WORK INSTRUCTIONS:
Find every line in the material below that contains the word "black", and copy each of those lines in full.

* * * * * * *

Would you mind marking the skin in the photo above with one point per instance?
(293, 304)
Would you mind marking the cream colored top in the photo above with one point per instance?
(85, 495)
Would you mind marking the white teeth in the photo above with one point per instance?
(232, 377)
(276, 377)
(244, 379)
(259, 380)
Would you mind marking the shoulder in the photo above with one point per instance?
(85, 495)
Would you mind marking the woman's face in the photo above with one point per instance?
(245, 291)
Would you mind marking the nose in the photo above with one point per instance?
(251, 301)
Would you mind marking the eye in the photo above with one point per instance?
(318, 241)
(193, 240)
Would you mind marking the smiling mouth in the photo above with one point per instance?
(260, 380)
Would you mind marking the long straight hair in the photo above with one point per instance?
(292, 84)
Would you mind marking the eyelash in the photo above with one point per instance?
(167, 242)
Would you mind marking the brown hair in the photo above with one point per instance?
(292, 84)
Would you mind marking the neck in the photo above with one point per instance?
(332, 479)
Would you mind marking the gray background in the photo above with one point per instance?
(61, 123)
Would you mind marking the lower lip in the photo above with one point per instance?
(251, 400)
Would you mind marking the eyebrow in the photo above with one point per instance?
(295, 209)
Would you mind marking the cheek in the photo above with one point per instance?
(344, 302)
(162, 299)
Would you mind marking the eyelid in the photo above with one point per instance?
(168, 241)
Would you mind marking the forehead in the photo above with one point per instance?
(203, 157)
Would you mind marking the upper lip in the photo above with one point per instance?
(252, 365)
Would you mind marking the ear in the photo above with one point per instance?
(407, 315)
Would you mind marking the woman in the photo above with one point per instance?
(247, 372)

* * * * * * *

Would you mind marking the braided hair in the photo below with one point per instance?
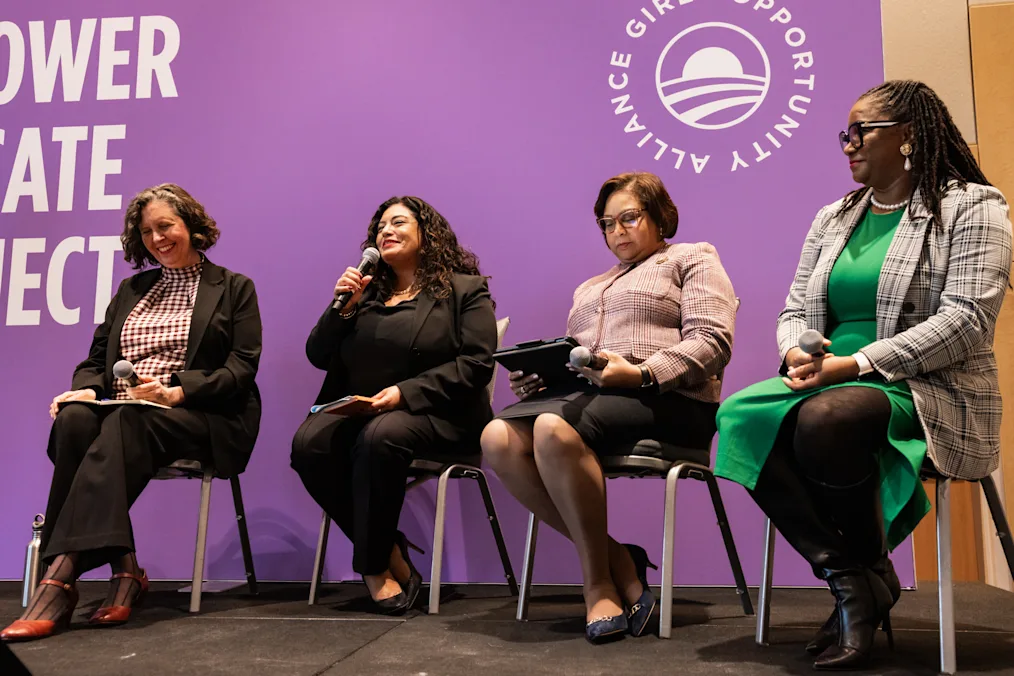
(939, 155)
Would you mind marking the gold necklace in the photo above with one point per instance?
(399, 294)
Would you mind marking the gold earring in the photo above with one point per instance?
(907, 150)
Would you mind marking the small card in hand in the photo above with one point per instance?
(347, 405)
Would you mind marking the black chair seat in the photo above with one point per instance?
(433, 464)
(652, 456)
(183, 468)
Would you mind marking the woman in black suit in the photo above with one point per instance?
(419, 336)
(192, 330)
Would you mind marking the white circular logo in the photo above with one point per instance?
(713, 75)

* * * * * * *

CORRECT ANSWER:
Would you mind marking the black chair seat in the photo above with one point per instance?
Would you mind marking the woman in black suit in the photo above with one point per instance?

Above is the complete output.